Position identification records
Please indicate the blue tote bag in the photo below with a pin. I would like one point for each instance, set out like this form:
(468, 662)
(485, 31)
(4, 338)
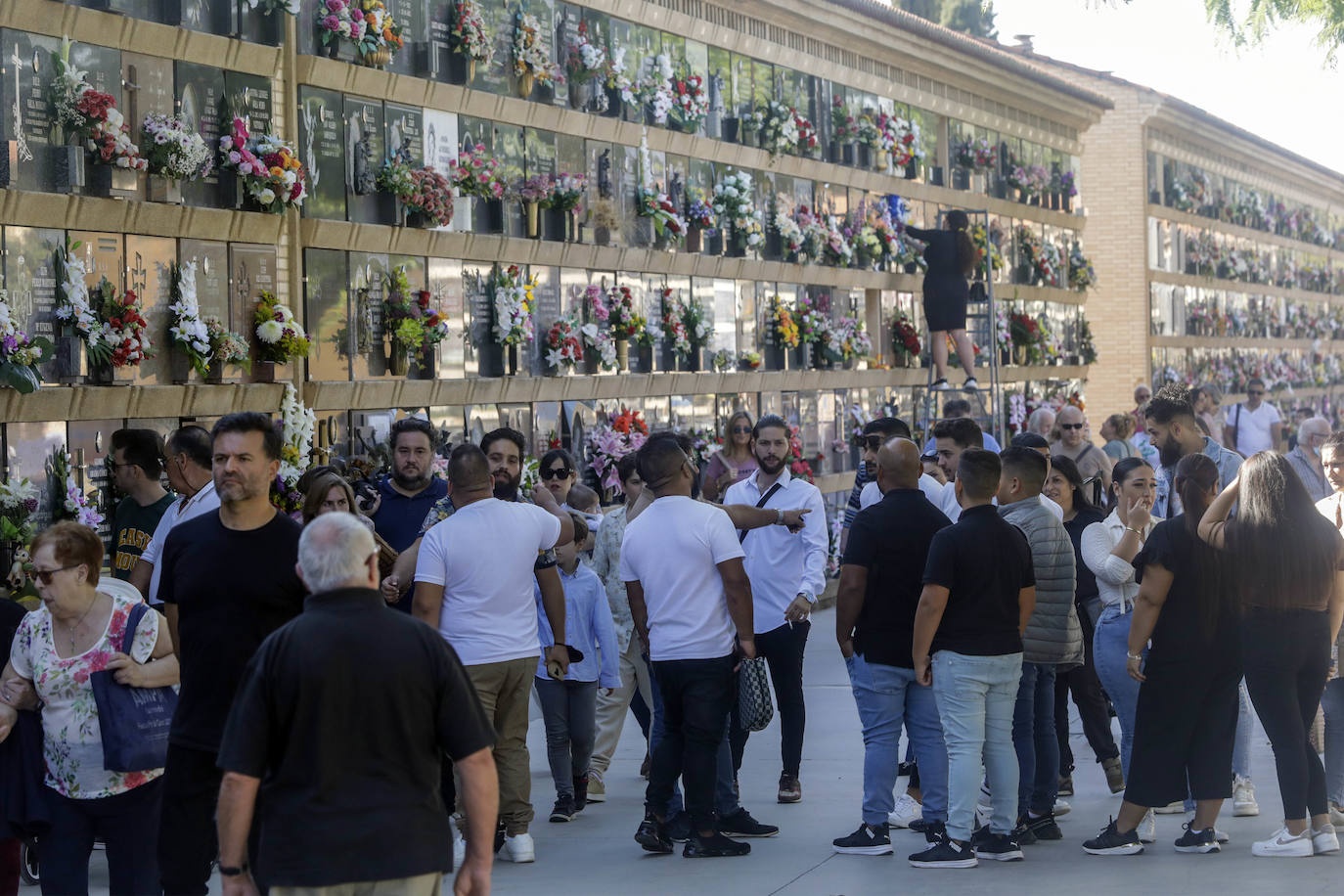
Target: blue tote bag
(135, 722)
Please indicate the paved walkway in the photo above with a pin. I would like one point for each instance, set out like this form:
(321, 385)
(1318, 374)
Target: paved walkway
(596, 853)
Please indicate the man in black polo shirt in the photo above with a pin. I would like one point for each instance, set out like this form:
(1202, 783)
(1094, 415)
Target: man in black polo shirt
(343, 712)
(978, 594)
(875, 618)
(229, 580)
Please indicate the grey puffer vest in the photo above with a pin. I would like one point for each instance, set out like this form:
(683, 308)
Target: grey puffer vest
(1053, 633)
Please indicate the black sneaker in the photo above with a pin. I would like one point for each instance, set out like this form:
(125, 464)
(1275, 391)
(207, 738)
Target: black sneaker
(1000, 848)
(1113, 842)
(740, 824)
(1197, 841)
(945, 853)
(1043, 828)
(714, 846)
(653, 835)
(679, 828)
(870, 840)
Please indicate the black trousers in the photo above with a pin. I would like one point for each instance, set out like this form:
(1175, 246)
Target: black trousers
(783, 649)
(1286, 657)
(187, 837)
(696, 698)
(129, 827)
(1092, 705)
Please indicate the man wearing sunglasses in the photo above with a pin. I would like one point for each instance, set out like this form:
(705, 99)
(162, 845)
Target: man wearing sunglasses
(1253, 425)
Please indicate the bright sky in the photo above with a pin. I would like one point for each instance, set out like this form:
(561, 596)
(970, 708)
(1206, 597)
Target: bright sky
(1281, 92)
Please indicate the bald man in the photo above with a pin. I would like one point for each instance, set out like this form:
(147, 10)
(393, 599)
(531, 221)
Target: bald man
(1307, 457)
(880, 582)
(1074, 443)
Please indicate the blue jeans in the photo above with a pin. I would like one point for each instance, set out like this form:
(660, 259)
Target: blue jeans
(887, 696)
(725, 798)
(976, 698)
(1035, 740)
(1333, 705)
(1110, 647)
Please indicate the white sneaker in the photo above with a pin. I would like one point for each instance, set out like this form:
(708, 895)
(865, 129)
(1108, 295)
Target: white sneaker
(908, 810)
(1324, 841)
(517, 849)
(1221, 835)
(1243, 798)
(1283, 845)
(1148, 828)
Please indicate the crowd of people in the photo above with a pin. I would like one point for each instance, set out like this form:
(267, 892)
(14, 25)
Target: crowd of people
(1183, 586)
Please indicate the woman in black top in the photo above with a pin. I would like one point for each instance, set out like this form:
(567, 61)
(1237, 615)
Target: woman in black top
(1064, 486)
(952, 256)
(1186, 719)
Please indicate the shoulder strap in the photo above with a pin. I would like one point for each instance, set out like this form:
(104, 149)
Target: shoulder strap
(769, 493)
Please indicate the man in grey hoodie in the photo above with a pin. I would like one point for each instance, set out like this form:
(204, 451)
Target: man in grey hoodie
(1053, 641)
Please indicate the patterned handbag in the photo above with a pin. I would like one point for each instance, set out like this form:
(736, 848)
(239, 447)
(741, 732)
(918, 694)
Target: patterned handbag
(755, 709)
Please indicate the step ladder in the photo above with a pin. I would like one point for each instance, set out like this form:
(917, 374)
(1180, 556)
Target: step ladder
(987, 406)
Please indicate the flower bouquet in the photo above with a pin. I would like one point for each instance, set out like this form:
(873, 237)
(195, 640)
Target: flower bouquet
(268, 168)
(19, 353)
(531, 60)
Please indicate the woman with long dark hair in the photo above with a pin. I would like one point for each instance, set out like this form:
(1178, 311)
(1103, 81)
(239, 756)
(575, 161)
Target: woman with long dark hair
(952, 258)
(1064, 486)
(1186, 715)
(1283, 559)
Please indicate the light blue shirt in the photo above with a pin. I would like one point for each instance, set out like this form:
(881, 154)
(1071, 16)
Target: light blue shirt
(588, 626)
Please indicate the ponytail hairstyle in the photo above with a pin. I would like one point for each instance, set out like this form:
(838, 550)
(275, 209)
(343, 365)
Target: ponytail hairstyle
(966, 252)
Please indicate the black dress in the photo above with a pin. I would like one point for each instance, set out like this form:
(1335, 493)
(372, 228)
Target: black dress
(945, 287)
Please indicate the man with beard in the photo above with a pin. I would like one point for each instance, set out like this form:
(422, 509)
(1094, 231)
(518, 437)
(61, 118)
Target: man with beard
(406, 495)
(229, 580)
(1175, 432)
(787, 572)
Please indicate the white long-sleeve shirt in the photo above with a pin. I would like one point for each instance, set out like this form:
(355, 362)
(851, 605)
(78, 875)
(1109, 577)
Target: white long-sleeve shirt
(1116, 583)
(783, 564)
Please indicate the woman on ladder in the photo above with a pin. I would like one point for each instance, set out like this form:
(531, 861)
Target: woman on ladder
(951, 256)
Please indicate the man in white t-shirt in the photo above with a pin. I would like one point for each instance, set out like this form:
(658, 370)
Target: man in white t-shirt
(473, 582)
(1253, 426)
(690, 594)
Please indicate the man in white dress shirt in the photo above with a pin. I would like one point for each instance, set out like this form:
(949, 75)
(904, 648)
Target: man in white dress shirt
(787, 572)
(189, 454)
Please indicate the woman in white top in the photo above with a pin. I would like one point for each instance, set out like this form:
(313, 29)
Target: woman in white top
(1109, 550)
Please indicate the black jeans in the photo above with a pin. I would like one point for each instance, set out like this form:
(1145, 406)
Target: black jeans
(187, 837)
(1286, 655)
(1091, 701)
(128, 825)
(696, 698)
(783, 649)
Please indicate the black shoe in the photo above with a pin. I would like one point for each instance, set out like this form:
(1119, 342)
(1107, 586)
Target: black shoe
(945, 853)
(678, 828)
(1113, 842)
(870, 840)
(563, 809)
(1045, 828)
(653, 835)
(579, 792)
(998, 846)
(1197, 841)
(714, 846)
(740, 824)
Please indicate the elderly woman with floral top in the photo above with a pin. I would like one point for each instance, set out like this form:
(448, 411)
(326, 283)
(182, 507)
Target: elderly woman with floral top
(635, 670)
(77, 632)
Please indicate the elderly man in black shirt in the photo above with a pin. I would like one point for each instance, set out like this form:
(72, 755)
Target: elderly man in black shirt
(340, 720)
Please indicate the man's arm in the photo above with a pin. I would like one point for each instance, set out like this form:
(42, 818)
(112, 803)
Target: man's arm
(237, 802)
(854, 586)
(481, 803)
(737, 590)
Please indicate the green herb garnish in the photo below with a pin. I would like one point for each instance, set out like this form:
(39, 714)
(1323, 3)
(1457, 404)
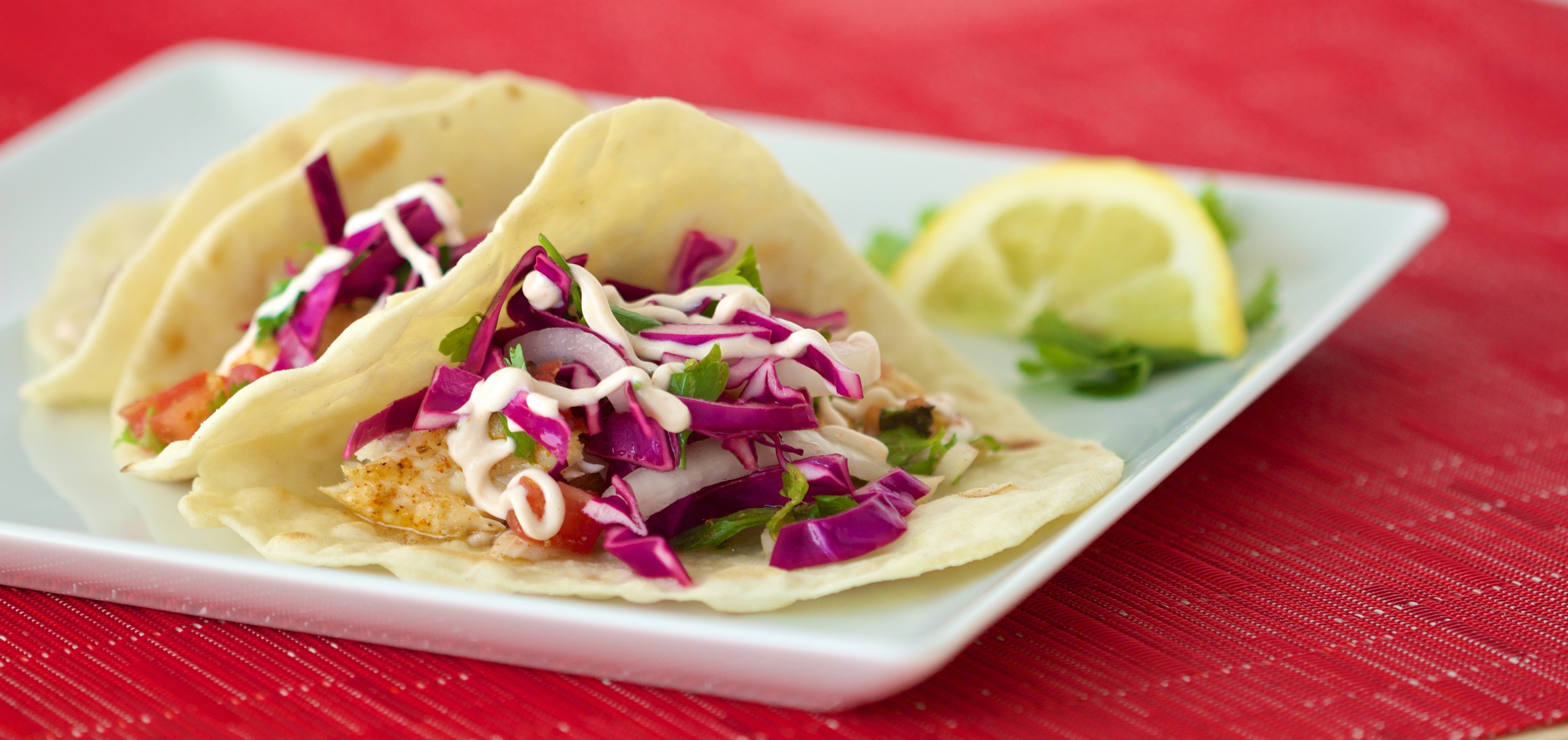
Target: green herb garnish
(515, 358)
(703, 380)
(576, 302)
(632, 320)
(522, 444)
(1219, 215)
(744, 273)
(717, 532)
(794, 490)
(914, 452)
(888, 245)
(455, 346)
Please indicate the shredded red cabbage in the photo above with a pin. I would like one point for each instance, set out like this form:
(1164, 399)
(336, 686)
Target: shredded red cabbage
(872, 524)
(825, 475)
(328, 203)
(766, 388)
(554, 433)
(745, 416)
(698, 258)
(625, 440)
(650, 557)
(449, 391)
(618, 507)
(399, 416)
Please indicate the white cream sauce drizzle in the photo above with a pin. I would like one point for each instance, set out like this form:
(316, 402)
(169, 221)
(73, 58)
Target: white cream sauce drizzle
(477, 453)
(384, 214)
(319, 267)
(333, 258)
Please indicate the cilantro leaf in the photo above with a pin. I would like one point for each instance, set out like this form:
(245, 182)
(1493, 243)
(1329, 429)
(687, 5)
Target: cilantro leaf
(921, 419)
(225, 394)
(825, 505)
(888, 245)
(704, 378)
(146, 441)
(744, 273)
(717, 532)
(576, 302)
(522, 444)
(795, 488)
(632, 320)
(1219, 215)
(913, 452)
(1263, 303)
(455, 346)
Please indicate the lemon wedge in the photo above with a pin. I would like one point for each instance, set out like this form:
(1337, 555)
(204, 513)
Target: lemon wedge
(1112, 245)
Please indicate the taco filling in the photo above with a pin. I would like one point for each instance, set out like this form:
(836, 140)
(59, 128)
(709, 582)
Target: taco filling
(606, 415)
(400, 243)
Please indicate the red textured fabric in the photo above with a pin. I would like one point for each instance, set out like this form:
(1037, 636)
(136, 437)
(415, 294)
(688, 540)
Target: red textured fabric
(1375, 549)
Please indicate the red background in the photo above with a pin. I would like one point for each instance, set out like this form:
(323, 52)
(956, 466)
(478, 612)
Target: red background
(1374, 549)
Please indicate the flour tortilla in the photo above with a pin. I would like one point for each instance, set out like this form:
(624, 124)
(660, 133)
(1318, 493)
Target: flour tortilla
(98, 250)
(92, 369)
(487, 142)
(625, 186)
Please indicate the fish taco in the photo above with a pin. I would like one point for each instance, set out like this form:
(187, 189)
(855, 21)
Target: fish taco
(662, 377)
(110, 278)
(384, 206)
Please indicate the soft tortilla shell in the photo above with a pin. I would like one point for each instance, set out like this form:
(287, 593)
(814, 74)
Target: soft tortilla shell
(93, 369)
(485, 140)
(626, 186)
(98, 250)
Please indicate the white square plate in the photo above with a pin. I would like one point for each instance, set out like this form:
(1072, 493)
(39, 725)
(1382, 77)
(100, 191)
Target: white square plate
(71, 524)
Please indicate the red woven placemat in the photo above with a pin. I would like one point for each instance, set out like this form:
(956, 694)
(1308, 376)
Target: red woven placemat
(1374, 549)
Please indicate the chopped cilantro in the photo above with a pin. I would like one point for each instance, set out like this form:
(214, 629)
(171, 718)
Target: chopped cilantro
(1219, 215)
(522, 444)
(632, 320)
(825, 505)
(455, 346)
(795, 488)
(717, 532)
(921, 419)
(888, 245)
(744, 273)
(704, 378)
(914, 452)
(146, 441)
(576, 302)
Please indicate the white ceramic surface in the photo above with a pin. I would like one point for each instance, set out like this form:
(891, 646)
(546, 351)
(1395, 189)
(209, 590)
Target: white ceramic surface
(71, 524)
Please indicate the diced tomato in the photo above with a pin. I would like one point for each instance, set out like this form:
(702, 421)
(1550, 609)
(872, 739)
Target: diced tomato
(546, 372)
(243, 374)
(181, 410)
(177, 411)
(578, 532)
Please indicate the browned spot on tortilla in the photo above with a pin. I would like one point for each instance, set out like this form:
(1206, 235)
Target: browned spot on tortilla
(173, 341)
(374, 157)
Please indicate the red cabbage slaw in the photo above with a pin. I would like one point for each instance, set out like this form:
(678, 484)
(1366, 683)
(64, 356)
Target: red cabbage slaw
(363, 259)
(601, 381)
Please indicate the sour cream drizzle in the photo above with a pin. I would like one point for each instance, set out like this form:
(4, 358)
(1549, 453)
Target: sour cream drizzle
(384, 214)
(477, 453)
(319, 267)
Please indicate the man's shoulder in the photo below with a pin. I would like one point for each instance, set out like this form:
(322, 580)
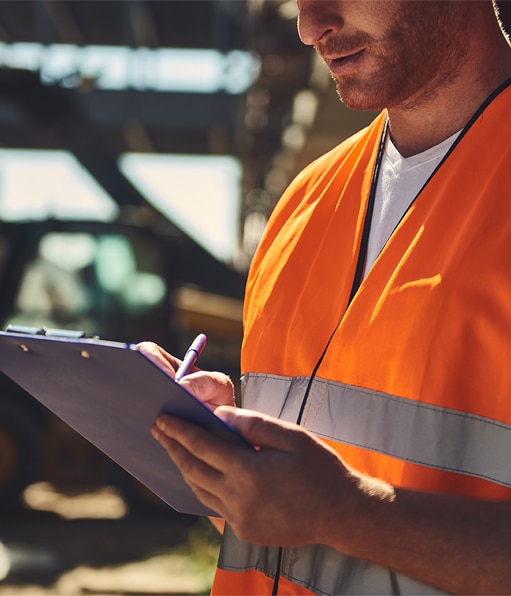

• [Given request]: Reproduce the lines above verbatim, beginning with the line that contains "Please indicate the red cabbage" and continuing through the end of the records. Omit the pictures from your answer.

• [Answer to this task]:
Please indicate the red cabbage slaw in the photo above with a pin. I would like one point for each instance, set out like this form:
(678, 484)
(1366, 683)
(64, 356)
Target: red cabbage slaw
(363, 259)
(601, 381)
Please indicate the sour cream drizzle in the photo above with a pin. I would like one point for each instance, set out like this form:
(4, 358)
(1549, 453)
Target: sour cream drizzle
(384, 214)
(477, 453)
(319, 267)
Please indicate the man's shoulder in the photo below with a pin. I would like one point for each instance, set out like this form:
(322, 580)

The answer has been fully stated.